[What this task involves]
Rewrite each of the items below, changing "locate" to "mark" and leaving every other word unchanged.

Location labeling records
=-=-=-=-=
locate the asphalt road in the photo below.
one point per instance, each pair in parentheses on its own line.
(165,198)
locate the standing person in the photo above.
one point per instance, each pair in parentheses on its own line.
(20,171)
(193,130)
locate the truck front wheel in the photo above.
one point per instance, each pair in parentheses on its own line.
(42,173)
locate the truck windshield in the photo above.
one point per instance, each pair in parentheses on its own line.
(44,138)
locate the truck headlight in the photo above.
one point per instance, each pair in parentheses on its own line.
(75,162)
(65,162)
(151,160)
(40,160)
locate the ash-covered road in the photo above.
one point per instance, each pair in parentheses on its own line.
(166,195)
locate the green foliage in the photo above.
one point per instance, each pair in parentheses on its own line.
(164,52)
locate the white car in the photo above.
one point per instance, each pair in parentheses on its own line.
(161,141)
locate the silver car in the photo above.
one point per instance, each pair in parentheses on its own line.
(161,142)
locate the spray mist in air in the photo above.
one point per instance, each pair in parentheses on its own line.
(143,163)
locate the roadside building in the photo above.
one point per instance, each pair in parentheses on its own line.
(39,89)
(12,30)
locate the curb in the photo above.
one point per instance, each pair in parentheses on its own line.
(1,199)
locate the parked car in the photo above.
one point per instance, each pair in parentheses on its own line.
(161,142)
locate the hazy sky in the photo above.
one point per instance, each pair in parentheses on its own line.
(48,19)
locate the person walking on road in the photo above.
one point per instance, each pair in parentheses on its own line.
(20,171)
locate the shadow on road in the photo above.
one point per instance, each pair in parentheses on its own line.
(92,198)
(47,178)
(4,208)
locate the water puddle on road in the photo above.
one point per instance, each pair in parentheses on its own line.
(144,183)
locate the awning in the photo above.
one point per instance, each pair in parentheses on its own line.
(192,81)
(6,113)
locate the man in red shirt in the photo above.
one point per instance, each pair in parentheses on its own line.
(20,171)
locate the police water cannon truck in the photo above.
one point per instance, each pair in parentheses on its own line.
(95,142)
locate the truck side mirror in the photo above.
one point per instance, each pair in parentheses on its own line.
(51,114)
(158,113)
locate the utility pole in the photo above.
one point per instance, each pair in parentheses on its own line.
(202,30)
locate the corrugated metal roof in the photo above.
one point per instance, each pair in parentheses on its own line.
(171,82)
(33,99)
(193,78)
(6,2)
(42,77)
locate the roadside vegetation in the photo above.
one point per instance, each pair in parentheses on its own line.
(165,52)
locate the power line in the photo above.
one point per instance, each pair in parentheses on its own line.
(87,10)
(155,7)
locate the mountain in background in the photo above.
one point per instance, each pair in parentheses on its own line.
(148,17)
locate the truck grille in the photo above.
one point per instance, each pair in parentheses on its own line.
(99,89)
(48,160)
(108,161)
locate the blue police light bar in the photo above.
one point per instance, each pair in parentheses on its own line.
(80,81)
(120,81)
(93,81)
=-=-=-=-=
[The completed task]
mark the asphalt road in the photo below.
one point per instance, each pair in parentheses on its own line.
(165,198)
mark the standing person in the photo above.
one point per instance, each pair in parentheses on its own line.
(20,171)
(193,130)
mark the truck front wheel in the photo above.
one point per instance, each pair in parentheses on its own line.
(42,173)
mark the truck windshield in the photo above.
one point per instance, each pair in parentheses on its own line.
(44,138)
mark the truck headlight in the photo above.
one point per instance, each pair in parentheses on its own line.
(75,162)
(65,162)
(151,160)
(40,160)
mark the ash-covered road in the photo above.
one point per instance, each pair in parentheses on its own line.
(166,195)
mark the green foliage in the photo above.
one point per instance, each pair in parentheses on its own line.
(164,52)
mark the white car in the photo above.
one point per instance, each pair in parentheses on its own line.
(161,141)
mark the silver car in the photo above.
one point per instance, each pair in parentheses on its own line.
(161,142)
mark the spray mist in air in the photo above.
one point per instance, each pair in parentheses on its own line.
(143,163)
mark the roadside building in the photo above.
one point per instance, each pair in parentheses on its own line.
(39,89)
(12,30)
mark the curb in the photo above.
one point per instance, each pair in parentheses on its own line.
(1,199)
mark the parked car in the photo above.
one point per instance, each pair in parentheses on its own line.
(161,142)
mark the hazy sky in the photo above.
one point per instance, each pair in parentheses on its own line.
(48,19)
mark the person walking on road in the photo above.
one point per instance, each pair in parentheses on its own line.
(20,171)
mark the shadow on road in the photo above.
one point per instance, each pair in parentheses on its own line.
(92,198)
(47,178)
(4,208)
mark the water puddle on road in the photo above.
one point per instance, each pair in parentheses on its own line.
(144,183)
mark the awning in the photo above.
one point per instance, each pair in parentheses on its own line.
(192,81)
(6,113)
mark the man in red shirt in the photo above.
one point per instance, each pair in parentheses on its own line.
(20,171)
mark the police water cannon truck in the photo above.
one point per instance, each pair in parentheses on its own line.
(95,142)
mark the truck side mirror in the photo above.
one point per instance, each pair in parentheses on its own line.
(51,114)
(158,113)
mark the utility pole in the photo above.
one point per instance, each pair in parentheses on its own line.
(202,30)
mark the corrugated metal roof in the photo above.
one point per instance, each pair in parentheses on its own line.
(171,82)
(33,99)
(193,78)
(6,2)
(42,77)
mark the roadside vegetation in the photo above.
one point per instance, each pair in parentheses on its own line.
(165,52)
mark the power line in the photo above.
one point per instance, each pair in parentheses on its own line.
(87,10)
(155,7)
mark the mountain in background in the photo above.
one point per instance, each pair in parentheses on its own line.
(148,17)
mark the truck grille in the photo above.
one point per instance, each pair in parentheses on its own line.
(99,89)
(48,160)
(108,161)
mark the blue police light bar in the photo above.
one point per instance, each pair in parentheses on its own line.
(80,81)
(120,81)
(93,81)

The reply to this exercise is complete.